**Task to carry out**
If a line below contains "window", count it. Report the final total and nothing more.

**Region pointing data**
Start of Block

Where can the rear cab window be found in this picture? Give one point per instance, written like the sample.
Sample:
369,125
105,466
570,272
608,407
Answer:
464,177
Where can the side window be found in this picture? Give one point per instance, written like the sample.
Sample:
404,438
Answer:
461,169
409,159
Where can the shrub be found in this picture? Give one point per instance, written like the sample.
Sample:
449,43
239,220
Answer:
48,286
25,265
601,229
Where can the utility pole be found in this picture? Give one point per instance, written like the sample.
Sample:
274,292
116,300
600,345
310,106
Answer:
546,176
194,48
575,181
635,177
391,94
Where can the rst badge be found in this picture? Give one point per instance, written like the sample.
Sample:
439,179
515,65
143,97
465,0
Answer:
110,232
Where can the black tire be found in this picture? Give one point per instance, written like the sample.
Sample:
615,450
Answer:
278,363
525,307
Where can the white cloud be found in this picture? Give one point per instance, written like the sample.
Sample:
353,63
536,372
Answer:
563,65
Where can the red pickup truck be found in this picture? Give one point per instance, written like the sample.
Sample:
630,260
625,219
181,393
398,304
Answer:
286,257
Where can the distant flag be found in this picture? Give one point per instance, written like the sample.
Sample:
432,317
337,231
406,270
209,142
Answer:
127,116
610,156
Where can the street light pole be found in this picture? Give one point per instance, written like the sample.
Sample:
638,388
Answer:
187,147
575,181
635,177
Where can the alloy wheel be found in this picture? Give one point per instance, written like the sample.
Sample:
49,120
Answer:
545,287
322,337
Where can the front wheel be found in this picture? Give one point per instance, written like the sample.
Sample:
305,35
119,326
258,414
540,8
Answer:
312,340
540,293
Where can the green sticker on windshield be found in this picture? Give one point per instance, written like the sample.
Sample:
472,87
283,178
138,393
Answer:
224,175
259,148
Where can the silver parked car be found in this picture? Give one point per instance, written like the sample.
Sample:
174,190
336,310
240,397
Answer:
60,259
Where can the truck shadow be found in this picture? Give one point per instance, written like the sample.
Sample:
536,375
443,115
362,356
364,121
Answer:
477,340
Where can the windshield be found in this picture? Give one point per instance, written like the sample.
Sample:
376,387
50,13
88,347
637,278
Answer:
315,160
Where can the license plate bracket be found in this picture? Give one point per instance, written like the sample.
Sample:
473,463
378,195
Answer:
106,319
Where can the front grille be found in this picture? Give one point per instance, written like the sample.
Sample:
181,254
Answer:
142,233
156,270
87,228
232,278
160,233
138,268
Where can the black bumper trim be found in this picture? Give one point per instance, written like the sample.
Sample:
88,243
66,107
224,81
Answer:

End of Block

**Solution**
2